Please copy out every line of the records below word for word, leaving the pictures out of your copy.
☆ ☆ ☆ ☆ ☆
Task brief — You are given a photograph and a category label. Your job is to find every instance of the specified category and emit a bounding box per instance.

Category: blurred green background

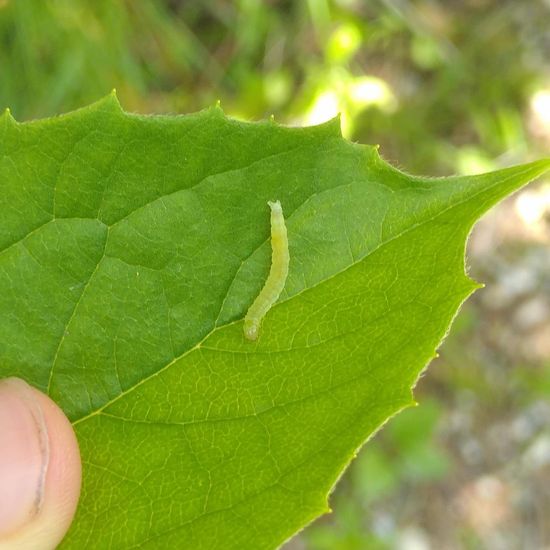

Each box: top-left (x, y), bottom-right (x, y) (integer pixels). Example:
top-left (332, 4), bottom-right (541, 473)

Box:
top-left (0, 0), bottom-right (550, 550)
☆ ☆ ☆ ☆ ☆
**Output of the exercise:**
Task brief — You are given a photograph and a category label. Your job is to find every instance of the specified category and emit a bounding box per instance.

Category: blurred green background


Each box: top-left (x, y), bottom-right (x, y) (integer pixels). Example:
top-left (332, 4), bottom-right (541, 473)

Box:
top-left (0, 0), bottom-right (550, 550)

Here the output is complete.